Collected data entries
==================================================

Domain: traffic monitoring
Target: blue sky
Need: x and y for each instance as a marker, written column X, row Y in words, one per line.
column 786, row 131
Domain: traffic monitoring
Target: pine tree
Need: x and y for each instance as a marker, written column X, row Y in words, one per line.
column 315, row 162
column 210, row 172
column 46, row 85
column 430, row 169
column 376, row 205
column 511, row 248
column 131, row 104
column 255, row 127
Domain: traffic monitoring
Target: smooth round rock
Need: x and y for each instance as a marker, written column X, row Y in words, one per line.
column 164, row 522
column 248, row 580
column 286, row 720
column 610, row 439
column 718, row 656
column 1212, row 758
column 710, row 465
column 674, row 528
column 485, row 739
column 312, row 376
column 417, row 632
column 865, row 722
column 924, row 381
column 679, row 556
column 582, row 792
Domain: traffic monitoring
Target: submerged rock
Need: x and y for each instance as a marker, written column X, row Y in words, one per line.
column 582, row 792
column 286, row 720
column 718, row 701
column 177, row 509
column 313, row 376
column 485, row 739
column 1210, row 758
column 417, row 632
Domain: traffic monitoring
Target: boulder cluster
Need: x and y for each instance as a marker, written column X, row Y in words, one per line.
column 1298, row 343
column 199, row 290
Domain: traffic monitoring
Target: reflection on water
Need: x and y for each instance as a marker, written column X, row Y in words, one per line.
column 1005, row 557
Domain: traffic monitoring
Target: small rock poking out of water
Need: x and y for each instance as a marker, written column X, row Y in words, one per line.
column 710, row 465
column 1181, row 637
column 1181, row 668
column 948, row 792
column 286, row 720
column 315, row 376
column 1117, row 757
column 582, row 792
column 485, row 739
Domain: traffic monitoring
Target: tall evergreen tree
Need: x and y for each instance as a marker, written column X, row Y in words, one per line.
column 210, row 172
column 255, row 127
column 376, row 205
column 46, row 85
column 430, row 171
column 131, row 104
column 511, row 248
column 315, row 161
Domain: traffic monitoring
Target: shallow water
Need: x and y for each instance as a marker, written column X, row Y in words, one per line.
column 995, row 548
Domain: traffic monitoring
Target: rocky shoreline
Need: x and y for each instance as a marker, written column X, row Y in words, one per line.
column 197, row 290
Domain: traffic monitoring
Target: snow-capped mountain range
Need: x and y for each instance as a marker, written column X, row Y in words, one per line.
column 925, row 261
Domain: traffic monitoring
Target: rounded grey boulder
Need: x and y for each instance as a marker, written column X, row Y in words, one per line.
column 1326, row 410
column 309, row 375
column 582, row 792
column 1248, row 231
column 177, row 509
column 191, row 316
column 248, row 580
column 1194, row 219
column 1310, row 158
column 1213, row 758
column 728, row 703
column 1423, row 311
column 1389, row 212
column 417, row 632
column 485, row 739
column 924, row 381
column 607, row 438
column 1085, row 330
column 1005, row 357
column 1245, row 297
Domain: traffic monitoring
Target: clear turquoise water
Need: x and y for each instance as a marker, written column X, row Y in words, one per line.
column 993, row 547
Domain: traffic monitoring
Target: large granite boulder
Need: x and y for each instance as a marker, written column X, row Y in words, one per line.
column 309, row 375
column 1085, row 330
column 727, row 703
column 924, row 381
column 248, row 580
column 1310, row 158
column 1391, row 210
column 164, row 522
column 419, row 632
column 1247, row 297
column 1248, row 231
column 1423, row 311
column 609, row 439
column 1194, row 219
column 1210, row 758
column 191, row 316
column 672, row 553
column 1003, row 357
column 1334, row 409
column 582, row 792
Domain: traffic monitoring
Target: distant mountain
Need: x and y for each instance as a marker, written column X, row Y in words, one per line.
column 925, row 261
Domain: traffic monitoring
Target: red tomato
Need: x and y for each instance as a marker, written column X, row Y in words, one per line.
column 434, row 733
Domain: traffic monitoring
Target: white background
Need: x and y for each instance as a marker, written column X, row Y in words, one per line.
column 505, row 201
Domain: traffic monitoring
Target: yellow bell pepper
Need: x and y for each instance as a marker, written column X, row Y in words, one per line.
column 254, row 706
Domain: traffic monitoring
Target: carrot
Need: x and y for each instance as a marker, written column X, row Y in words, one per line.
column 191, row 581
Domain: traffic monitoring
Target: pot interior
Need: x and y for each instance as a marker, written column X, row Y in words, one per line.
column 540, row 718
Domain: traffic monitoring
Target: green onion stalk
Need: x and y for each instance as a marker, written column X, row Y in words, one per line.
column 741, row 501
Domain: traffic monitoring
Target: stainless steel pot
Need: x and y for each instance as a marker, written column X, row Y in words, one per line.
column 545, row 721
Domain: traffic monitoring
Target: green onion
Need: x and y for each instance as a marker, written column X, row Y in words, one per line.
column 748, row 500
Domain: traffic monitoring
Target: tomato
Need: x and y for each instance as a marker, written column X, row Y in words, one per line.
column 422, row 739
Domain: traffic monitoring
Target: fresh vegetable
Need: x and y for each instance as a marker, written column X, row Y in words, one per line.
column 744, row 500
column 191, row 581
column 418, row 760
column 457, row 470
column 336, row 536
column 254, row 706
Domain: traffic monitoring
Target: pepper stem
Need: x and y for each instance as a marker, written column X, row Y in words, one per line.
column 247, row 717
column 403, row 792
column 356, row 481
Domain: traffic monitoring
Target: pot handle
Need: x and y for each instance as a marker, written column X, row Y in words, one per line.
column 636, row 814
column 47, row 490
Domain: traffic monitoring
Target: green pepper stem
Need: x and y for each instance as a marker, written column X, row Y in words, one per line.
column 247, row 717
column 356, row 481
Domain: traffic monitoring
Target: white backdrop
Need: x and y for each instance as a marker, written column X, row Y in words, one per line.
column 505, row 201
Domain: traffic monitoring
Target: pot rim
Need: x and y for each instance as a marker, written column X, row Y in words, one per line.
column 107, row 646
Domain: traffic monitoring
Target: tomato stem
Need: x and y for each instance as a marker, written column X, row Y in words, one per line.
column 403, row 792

==================================================

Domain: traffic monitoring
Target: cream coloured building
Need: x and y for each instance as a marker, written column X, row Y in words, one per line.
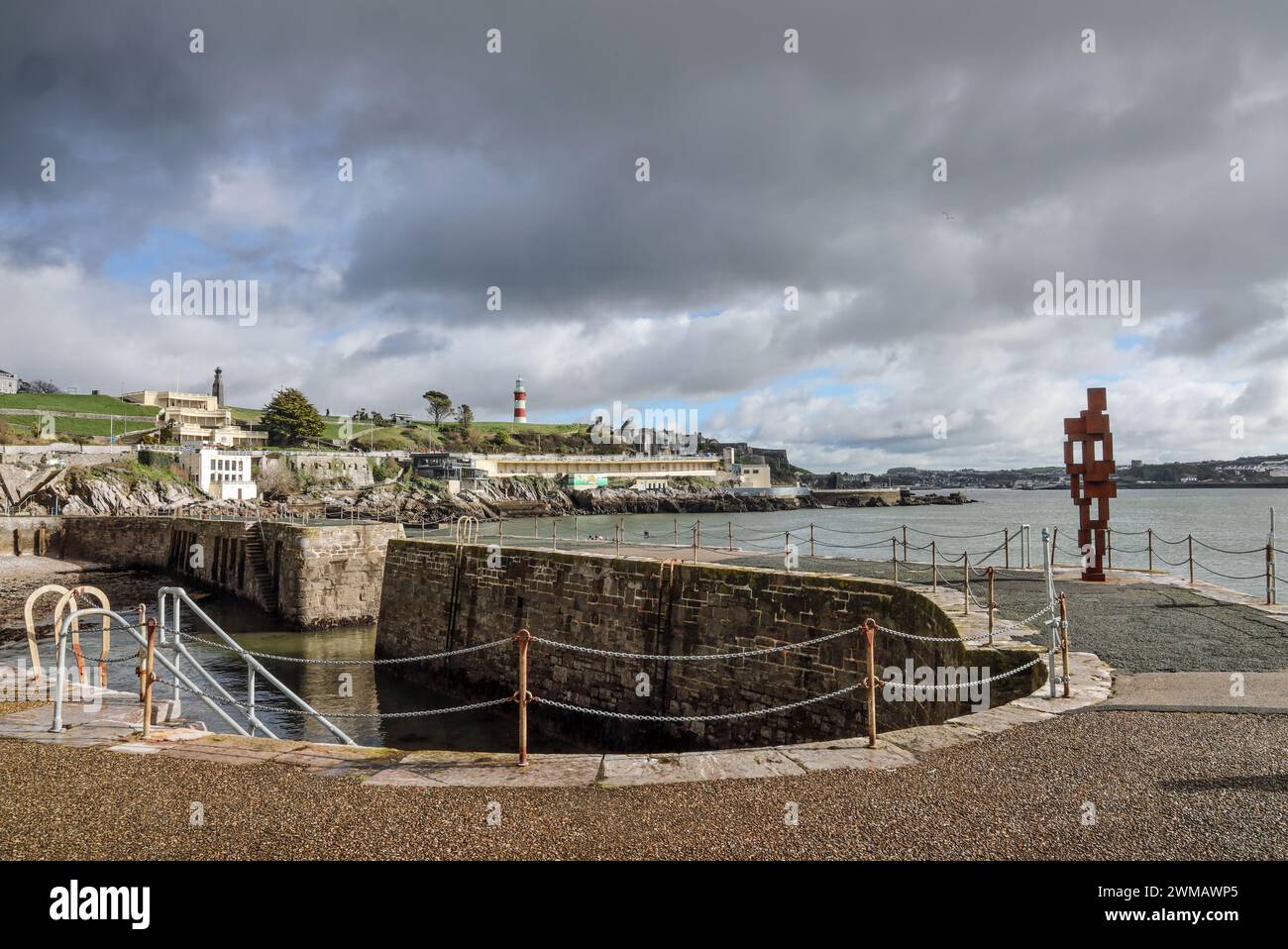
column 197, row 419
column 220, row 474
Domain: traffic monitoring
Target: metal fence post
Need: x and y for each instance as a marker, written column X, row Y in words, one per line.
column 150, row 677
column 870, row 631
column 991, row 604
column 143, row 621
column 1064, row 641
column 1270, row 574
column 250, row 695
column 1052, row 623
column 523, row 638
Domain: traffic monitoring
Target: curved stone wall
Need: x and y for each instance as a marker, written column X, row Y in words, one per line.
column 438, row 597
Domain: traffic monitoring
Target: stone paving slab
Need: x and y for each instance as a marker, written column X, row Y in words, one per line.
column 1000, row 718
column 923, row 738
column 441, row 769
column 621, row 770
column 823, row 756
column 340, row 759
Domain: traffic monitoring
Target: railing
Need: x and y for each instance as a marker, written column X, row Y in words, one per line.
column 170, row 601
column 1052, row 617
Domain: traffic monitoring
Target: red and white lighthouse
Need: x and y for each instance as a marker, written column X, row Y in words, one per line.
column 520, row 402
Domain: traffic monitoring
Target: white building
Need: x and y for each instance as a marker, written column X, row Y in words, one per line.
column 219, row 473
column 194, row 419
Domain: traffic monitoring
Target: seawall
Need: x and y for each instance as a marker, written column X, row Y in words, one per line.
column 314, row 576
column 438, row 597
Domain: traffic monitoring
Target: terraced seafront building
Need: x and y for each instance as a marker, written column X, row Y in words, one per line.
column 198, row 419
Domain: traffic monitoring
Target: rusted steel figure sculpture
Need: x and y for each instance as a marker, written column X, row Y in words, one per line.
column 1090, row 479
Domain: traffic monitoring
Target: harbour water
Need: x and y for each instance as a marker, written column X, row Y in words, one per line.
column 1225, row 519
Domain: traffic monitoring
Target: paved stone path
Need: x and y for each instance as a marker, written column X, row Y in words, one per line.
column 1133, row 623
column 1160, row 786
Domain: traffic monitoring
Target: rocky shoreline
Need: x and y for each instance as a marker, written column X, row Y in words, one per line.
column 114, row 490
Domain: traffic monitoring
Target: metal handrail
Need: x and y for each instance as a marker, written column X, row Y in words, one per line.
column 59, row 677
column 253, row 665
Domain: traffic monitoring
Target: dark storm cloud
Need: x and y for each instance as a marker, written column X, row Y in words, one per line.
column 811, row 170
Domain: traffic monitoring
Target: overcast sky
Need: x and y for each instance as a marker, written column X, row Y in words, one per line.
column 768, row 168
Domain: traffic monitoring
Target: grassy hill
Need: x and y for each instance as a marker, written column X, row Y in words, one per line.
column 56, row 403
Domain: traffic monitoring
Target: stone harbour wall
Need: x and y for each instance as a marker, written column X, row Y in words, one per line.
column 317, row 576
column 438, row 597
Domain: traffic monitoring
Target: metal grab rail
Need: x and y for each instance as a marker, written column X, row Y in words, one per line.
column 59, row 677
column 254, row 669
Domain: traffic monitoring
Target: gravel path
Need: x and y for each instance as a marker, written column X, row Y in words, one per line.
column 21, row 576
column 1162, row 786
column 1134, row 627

==================================================

**Goal:**
Gather every line in the listing that contains the word "mountain".

**Reply to the exercise:**
Target: snow-capped mountain range
Target: distant mountain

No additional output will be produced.